══ Dataset

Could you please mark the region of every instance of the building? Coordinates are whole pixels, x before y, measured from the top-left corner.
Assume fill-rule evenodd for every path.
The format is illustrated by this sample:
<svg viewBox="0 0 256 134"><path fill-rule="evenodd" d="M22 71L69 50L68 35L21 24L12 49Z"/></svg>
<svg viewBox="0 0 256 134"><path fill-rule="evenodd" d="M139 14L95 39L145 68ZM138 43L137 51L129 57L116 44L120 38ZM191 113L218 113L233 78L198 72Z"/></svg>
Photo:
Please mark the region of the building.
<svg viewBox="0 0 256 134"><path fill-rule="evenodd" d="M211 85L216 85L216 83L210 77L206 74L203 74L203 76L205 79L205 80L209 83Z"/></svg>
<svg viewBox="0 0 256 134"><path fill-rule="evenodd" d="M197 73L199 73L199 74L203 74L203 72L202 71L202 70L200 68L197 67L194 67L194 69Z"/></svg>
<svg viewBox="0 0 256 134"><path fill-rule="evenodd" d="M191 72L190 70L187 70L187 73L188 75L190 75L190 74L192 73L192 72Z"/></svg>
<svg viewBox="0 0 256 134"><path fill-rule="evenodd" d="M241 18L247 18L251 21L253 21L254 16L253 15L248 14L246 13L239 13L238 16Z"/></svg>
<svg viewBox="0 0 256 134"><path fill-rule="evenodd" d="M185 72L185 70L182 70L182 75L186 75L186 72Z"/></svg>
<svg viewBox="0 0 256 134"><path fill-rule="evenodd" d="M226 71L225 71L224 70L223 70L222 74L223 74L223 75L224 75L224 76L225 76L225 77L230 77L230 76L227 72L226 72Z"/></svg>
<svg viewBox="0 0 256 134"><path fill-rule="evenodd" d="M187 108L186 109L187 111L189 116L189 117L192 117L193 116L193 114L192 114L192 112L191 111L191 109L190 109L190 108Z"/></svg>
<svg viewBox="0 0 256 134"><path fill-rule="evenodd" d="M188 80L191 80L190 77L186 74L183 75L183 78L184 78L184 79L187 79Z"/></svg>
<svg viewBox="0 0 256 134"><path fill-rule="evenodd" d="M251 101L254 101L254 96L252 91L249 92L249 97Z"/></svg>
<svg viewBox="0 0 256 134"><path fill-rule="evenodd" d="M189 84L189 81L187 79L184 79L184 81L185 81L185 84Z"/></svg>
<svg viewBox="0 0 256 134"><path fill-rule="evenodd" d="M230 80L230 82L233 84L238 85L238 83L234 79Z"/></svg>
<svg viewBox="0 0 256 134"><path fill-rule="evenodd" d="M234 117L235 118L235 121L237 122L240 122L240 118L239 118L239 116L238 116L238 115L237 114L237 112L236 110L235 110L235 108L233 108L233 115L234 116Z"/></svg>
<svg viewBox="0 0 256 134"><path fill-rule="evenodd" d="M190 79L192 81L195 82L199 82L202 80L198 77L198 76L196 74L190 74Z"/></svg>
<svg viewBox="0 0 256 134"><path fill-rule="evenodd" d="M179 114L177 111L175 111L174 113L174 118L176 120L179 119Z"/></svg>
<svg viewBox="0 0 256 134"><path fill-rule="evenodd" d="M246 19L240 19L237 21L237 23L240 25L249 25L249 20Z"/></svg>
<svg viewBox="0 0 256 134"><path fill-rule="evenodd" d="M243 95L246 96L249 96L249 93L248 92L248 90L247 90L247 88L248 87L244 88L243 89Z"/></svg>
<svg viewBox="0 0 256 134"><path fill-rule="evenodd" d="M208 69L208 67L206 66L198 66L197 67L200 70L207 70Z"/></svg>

════

Instructions for the task: Can you reproduce the listing above with every "building" swapped for "house" and nothing else changed?

Full output:
Could you please mark the region of every instance of the house? Coordinates are whole pixels, x before y, measured from the top-left corner.
Assume fill-rule evenodd for every path.
The format is illustrated by this sample:
<svg viewBox="0 0 256 134"><path fill-rule="evenodd" d="M22 71L69 50L68 35L21 24L12 49Z"/></svg>
<svg viewBox="0 0 256 134"><path fill-rule="evenodd" d="M139 14L95 39L145 68ZM138 43L137 51L129 57L116 44L120 38ZM191 113L218 113L233 78L198 72Z"/></svg>
Photo:
Please mark the region of the house.
<svg viewBox="0 0 256 134"><path fill-rule="evenodd" d="M211 85L216 85L216 83L210 77L206 74L203 74L203 76L205 79L205 80L209 83Z"/></svg>
<svg viewBox="0 0 256 134"><path fill-rule="evenodd" d="M197 73L199 73L199 74L203 74L203 72L202 71L202 70L200 68L197 67L194 67L194 69Z"/></svg>
<svg viewBox="0 0 256 134"><path fill-rule="evenodd" d="M191 72L190 70L187 70L187 73L188 75L190 75L190 74L192 73L192 72Z"/></svg>
<svg viewBox="0 0 256 134"><path fill-rule="evenodd" d="M241 18L247 18L251 21L253 21L254 16L253 15L248 14L246 13L239 13L238 16Z"/></svg>
<svg viewBox="0 0 256 134"><path fill-rule="evenodd" d="M185 72L185 70L182 70L182 75L186 75L186 72Z"/></svg>
<svg viewBox="0 0 256 134"><path fill-rule="evenodd" d="M226 71L225 71L224 70L223 70L222 74L223 74L223 75L224 75L224 76L225 76L225 77L230 77L230 76L227 72L226 72Z"/></svg>
<svg viewBox="0 0 256 134"><path fill-rule="evenodd" d="M187 108L186 109L187 111L189 116L189 117L192 117L193 116L193 114L192 114L192 112L191 111L191 109L190 109L190 108Z"/></svg>
<svg viewBox="0 0 256 134"><path fill-rule="evenodd" d="M188 80L191 80L190 77L186 74L183 75L183 78L184 78L184 79L187 79Z"/></svg>
<svg viewBox="0 0 256 134"><path fill-rule="evenodd" d="M251 101L254 101L254 96L252 91L249 92L249 97Z"/></svg>
<svg viewBox="0 0 256 134"><path fill-rule="evenodd" d="M189 84L189 81L187 79L184 79L184 81L185 81L185 84Z"/></svg>
<svg viewBox="0 0 256 134"><path fill-rule="evenodd" d="M230 80L230 82L233 84L238 85L238 83L234 79Z"/></svg>
<svg viewBox="0 0 256 134"><path fill-rule="evenodd" d="M234 117L235 118L235 121L237 122L240 122L240 118L239 118L239 116L238 116L238 115L237 114L237 112L236 110L235 110L235 108L233 108L233 115L234 116Z"/></svg>
<svg viewBox="0 0 256 134"><path fill-rule="evenodd" d="M190 79L192 81L195 82L199 82L202 80L198 77L198 76L196 74L190 74Z"/></svg>
<svg viewBox="0 0 256 134"><path fill-rule="evenodd" d="M179 114L177 111L175 111L174 113L174 118L176 120L179 119Z"/></svg>
<svg viewBox="0 0 256 134"><path fill-rule="evenodd" d="M246 19L240 19L237 21L237 23L240 25L249 25L249 20Z"/></svg>
<svg viewBox="0 0 256 134"><path fill-rule="evenodd" d="M243 95L246 96L249 96L249 93L248 92L248 90L247 90L247 88L248 87L244 88L243 89Z"/></svg>
<svg viewBox="0 0 256 134"><path fill-rule="evenodd" d="M208 69L208 67L206 66L198 66L197 67L200 70L207 70Z"/></svg>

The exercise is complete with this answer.